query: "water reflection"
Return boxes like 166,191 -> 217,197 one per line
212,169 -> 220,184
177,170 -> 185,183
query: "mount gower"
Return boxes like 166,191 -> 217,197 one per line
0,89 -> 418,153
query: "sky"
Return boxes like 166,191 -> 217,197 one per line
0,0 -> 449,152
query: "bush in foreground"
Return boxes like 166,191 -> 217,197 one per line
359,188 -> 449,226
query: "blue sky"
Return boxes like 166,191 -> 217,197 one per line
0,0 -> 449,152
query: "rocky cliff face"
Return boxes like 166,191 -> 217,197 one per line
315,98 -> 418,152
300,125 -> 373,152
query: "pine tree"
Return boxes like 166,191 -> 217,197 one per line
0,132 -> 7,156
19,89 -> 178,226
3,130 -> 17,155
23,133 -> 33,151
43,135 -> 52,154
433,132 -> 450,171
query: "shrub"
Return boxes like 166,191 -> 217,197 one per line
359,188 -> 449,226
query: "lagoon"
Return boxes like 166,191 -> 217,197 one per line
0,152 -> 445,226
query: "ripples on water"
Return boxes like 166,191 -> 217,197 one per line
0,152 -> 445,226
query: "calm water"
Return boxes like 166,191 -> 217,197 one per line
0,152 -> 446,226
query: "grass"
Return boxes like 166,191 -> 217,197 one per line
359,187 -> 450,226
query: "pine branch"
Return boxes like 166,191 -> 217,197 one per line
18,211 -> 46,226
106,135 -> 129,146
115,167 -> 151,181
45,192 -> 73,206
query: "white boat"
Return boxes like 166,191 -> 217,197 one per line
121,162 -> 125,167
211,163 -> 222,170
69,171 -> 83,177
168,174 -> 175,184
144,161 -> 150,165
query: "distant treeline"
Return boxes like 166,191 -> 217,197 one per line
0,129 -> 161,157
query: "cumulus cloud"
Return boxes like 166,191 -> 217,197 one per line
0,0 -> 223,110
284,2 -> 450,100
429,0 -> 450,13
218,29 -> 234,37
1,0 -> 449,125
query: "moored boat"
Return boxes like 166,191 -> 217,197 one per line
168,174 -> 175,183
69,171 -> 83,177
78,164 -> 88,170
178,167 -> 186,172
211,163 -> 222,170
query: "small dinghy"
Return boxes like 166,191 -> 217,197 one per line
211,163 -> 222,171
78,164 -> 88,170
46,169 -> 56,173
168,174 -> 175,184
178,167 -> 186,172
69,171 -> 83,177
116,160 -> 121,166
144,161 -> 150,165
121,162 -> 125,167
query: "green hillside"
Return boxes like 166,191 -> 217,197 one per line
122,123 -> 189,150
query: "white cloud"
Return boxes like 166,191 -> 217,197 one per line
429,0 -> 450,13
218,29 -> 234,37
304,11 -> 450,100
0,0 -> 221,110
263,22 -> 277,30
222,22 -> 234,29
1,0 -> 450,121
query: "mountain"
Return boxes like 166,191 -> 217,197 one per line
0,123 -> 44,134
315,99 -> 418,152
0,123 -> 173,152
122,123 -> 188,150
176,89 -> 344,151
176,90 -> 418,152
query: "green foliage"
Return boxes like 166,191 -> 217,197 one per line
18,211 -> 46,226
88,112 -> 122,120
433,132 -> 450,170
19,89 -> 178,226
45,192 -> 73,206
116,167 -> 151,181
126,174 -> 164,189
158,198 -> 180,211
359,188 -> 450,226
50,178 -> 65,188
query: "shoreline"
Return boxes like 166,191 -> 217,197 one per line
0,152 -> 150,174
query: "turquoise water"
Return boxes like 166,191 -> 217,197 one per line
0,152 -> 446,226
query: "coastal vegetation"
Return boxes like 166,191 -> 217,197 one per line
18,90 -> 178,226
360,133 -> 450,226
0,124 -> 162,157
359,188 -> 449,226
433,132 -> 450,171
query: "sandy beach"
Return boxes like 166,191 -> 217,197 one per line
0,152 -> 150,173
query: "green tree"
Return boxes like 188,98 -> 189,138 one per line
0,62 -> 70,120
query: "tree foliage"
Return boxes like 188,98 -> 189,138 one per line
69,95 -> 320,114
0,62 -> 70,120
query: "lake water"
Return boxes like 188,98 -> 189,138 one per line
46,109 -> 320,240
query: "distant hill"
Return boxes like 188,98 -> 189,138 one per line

+---+

What to do — Return everything in the records. Keep each line exactly as written.

Exercise answer —
query: "water reflection"
Return boxes like 166,191 -> 217,197 one per line
212,169 -> 220,184
177,170 -> 185,183
query: "mount gower"
Return boxes like 166,191 -> 217,197 one per line
0,89 -> 418,153
query: "sky"
Return boxes like 166,191 -> 217,197 one per line
0,0 -> 449,152
query: "bush in foreground"
Return boxes like 166,191 -> 217,197 one per line
359,188 -> 449,226
query: "blue sky"
Return boxes like 166,191 -> 217,197 one per line
0,0 -> 449,152
query: "rocky cliff face"
Return boxes like 166,191 -> 217,197 one per line
315,98 -> 418,152
300,125 -> 373,152
query: "pine tree"
Return boxes like 166,191 -> 217,197 one per line
0,132 -> 7,156
19,89 -> 178,226
3,130 -> 17,155
23,133 -> 33,151
43,135 -> 52,154
433,132 -> 450,171
query: "shrub"
Return boxes like 166,191 -> 217,197 one per line
359,188 -> 449,226
query: "lagoon"
Return boxes like 166,191 -> 217,197 one per line
0,152 -> 445,226
query: "ripples on water"
Return boxes like 166,191 -> 217,197 one per line
0,152 -> 445,226
query: "calm water"
Return boxes like 166,191 -> 217,197 one per line
0,152 -> 446,226
query: "grass"
Return boxes like 166,191 -> 217,197 one per line
359,187 -> 450,226
query: "pine branch"
Return boxes like 166,191 -> 217,197 one per line
18,211 -> 46,226
106,135 -> 129,146
115,167 -> 151,181
45,192 -> 73,206
query: "white boat"
Return boxes like 166,191 -> 217,197 one per line
121,162 -> 125,167
211,163 -> 222,170
69,171 -> 83,177
168,174 -> 175,184
144,161 -> 150,165
query: "distant treeline"
Return boxes like 166,191 -> 217,197 one per line
0,129 -> 161,157
query: "cumulus cloud"
Return boxes like 166,191 -> 217,197 one per line
0,0 -> 223,110
284,2 -> 450,100
429,0 -> 450,13
218,29 -> 234,37
1,0 -> 449,125
query: "moored boat"
Return boxes like 166,191 -> 217,197 one per line
168,174 -> 175,183
69,171 -> 83,177
78,164 -> 88,170
178,167 -> 186,172
211,163 -> 222,170
query: "small dinghy"
Return boxes like 166,191 -> 217,197 one per line
211,163 -> 222,171
78,164 -> 88,170
46,169 -> 56,173
168,174 -> 175,184
178,167 -> 186,172
69,171 -> 83,177
116,160 -> 121,166
144,161 -> 150,165
121,162 -> 125,167
query: "green hillside"
Return boxes like 166,191 -> 217,197 one per line
122,123 -> 189,150
query: "white cloud"
Return boxes like 166,191 -> 217,197 one per line
429,0 -> 450,13
218,29 -> 234,37
304,11 -> 450,100
0,0 -> 221,110
263,22 -> 277,30
222,22 -> 234,29
1,0 -> 450,121
query: "mountain"
Return boxes like 166,191 -> 217,197 one per line
0,123 -> 44,134
315,99 -> 418,152
0,123 -> 173,152
122,123 -> 188,150
176,89 -> 344,151
176,90 -> 418,152
query: "green foliage"
Return boxes like 166,191 -> 217,197 one per line
18,211 -> 46,226
88,112 -> 122,120
433,132 -> 450,170
19,89 -> 178,226
45,192 -> 73,206
116,167 -> 151,181
126,174 -> 164,189
158,198 -> 180,211
359,188 -> 450,226
50,178 -> 65,188
query: "shoreline"
Return boxes like 166,191 -> 217,197 one per line
0,152 -> 150,174
query: "turquoise water"
Return boxes like 166,191 -> 217,197 one per line
0,152 -> 446,226
query: "coastal vegetation"
Return boxes like 166,191 -> 217,197 one per line
18,90 -> 178,226
360,133 -> 450,226
0,124 -> 162,157
359,188 -> 449,226
433,132 -> 450,171
query: "sandy beach"
Return boxes like 166,191 -> 217,197 one per line
0,152 -> 150,173
query: "green tree"
Return boxes like 188,98 -> 189,138 one per line
0,62 -> 70,120
query: "tree foliage"
Return boxes like 188,98 -> 189,138 one per line
69,95 -> 320,114
0,62 -> 70,120
query: "lake water"
Return boxes like 188,98 -> 189,138 one per line
46,109 -> 320,240
query: "distant hill"
Return boxes like 188,98 -> 189,138 one per line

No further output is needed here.